* Written exercise a
In the records below, print the stretch from the line containing "Screenshot question: where is the wispy" through the line containing "[758,226,850,241]", both included, reproducing each line without any change.

-----

As such, the above provisions impose the liability to make repayments on overseas debtors.

Assessed worldwide income

Proposed subsections 154-17(1) of the HES Act (at item 2 of Schedule 1) and 47B(1) of the TSL Act (at item 6 of Schedule 2) both define a debtor’s ‘assessed worldwide income’ as the sum of:

  • the person’s repayment income[49] for the income year and
  • the person’s foreign-sourced income for the income year, converted into Australian currency.

As a result, overseas debtors will be assessed on their global income, and will be required to make repayments in Australian dollars, raising the issue of currency conversion and fairness, discussed below.

Guidelines and currency conversion and fairness

Proposed section 148–3 of the HES Act (at item 1 of Schedule 1 to the Bill) and existing section 238-10 of the HES Act will empower the Minister to make Overseas Debtors Repayment Guidelines in relation to certain matters as set out in the Bill. Proposed subsection 154–17(2) states that these Guidelines ‘may provide for how to work out a person’s foreign-sourced income ... including how to convert it into Australian currency.’ The Bill is otherwise silent on how this may be achieved, which gives the proposed Guidelines a particular importance from a practical perspective. For the separate TSL scheme, proposed section 47B of the TSL Act (at item 6 of Schedule 2) delegates similar capacity for the rules under the current TSL Act.

Whether rules or Guidelines are used, converting income earned overseas into Australian currency is the most fundamental aspect of ensuring overseas debtors are treated equitably. Without examining the as-yet-unwritten process, it is unclear as to how fairness will be preserved. Australian student debtors have a level of certainty, knowing that changes in their income will be taken into account over a given financial year. In contrast, however, Australian foreign resident student debtors may find that, due to the date on which the Guidelines or rules stipulate a currency conversion, they may be liable for compulsory repayment because of the variations in exchange rates. Will the processes attempt to take that into account by stipulating an average exchange rate for a given period? It’s not known at this point.

-----

* Written exercise b
Output, word for word, the stretch of the text on overseas student debtors from "As such, the" through "converted into Australian currency.".

-----

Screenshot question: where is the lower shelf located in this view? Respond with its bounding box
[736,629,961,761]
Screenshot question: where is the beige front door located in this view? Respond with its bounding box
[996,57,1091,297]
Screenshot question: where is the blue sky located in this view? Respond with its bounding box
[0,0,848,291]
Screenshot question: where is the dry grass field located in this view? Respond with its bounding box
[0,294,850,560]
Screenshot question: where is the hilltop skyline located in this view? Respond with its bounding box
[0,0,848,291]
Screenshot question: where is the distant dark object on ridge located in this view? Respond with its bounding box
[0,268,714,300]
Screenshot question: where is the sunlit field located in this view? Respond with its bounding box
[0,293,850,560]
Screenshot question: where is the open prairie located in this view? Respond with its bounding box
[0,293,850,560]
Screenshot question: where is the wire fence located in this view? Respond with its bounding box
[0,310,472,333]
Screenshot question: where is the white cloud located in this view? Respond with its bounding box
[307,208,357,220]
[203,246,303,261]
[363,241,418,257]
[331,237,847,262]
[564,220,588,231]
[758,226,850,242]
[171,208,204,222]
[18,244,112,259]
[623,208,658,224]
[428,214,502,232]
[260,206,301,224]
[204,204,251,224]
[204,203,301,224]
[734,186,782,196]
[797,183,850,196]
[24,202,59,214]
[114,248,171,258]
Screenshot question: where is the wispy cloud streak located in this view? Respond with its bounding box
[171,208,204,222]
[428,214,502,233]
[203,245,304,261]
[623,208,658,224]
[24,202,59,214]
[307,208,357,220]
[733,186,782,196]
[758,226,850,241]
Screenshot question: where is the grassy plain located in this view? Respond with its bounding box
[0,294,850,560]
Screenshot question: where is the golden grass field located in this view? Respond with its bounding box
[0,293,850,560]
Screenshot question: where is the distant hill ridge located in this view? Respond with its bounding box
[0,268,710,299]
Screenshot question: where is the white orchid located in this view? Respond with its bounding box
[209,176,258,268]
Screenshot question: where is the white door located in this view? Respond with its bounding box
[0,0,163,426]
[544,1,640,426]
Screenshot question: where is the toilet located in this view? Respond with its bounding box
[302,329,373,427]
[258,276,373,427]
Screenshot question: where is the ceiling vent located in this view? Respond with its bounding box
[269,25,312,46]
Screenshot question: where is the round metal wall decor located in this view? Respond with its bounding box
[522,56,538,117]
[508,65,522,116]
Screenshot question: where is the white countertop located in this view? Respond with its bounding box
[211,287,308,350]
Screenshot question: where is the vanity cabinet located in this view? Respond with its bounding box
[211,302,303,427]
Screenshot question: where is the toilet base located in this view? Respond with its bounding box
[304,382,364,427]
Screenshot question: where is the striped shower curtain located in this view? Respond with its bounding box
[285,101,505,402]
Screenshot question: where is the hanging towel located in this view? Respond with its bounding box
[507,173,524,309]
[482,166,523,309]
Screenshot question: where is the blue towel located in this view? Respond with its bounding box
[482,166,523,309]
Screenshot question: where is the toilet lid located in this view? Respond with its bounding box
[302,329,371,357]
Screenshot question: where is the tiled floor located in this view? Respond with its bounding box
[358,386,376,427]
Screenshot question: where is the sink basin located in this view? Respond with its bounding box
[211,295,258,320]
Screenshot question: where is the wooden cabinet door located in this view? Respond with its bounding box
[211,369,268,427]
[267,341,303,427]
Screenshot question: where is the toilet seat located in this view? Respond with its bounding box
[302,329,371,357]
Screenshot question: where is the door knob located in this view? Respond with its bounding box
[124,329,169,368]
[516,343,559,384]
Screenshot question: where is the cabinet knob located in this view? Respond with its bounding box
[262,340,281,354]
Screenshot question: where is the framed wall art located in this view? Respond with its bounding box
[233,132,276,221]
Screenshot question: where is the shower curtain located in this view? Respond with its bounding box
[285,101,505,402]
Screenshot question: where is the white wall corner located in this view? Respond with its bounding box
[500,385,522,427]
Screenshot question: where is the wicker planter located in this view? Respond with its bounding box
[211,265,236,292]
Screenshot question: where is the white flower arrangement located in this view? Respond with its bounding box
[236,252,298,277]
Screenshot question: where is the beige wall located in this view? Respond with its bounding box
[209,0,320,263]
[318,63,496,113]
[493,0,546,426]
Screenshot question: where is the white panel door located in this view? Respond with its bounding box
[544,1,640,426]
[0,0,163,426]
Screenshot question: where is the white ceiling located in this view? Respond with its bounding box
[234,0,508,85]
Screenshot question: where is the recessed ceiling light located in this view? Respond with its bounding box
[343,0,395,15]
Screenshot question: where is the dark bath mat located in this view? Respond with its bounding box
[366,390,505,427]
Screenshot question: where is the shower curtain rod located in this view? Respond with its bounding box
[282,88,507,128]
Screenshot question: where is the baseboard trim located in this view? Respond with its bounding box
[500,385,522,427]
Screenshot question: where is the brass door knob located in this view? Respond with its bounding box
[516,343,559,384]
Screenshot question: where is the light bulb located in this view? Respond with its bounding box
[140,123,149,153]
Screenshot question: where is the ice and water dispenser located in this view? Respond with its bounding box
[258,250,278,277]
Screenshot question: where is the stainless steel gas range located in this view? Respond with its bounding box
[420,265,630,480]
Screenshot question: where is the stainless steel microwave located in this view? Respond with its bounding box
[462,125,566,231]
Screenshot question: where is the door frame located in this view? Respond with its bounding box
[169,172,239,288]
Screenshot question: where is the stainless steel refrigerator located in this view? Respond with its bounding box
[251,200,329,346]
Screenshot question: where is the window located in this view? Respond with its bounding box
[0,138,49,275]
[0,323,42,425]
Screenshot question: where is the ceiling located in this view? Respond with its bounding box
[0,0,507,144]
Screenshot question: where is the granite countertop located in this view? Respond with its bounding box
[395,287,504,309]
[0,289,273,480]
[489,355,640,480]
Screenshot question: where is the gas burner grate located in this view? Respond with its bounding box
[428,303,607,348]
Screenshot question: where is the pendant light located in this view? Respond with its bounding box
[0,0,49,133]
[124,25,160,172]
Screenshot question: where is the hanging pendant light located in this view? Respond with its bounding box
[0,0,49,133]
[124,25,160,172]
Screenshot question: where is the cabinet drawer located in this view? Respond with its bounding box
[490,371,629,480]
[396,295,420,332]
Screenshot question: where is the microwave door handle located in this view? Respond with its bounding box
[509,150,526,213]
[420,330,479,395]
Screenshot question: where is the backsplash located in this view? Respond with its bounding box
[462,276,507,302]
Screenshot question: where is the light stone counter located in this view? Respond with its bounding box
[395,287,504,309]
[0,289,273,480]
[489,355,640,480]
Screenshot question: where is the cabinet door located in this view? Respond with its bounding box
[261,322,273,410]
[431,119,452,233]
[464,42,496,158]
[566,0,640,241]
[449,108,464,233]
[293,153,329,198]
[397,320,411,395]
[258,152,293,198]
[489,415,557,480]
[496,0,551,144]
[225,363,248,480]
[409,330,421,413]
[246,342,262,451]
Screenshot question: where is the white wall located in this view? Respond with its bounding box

-----

* Result a
Screenshot question: where is the wispy cloud streak located in this view? Respond with its bounding box
[171,208,204,222]
[428,214,502,233]
[203,245,304,261]
[623,208,658,224]
[24,202,59,214]
[307,208,357,220]
[733,186,782,196]
[758,226,850,241]

* Result b
As such, the above provisions impose the liability to make repayments on overseas debtors.

Assessed worldwide income

Proposed subsections 154-17(1) of the HES Act (at item 2 of Schedule 1) and 47B(1) of the TSL Act (at item 6 of Schedule 2) both define a debtor’s ‘assessed worldwide income’ as the sum of:

  • the person’s repayment income[49] for the income year and
  • the person’s foreign-sourced income for the income year, converted into Australian currency.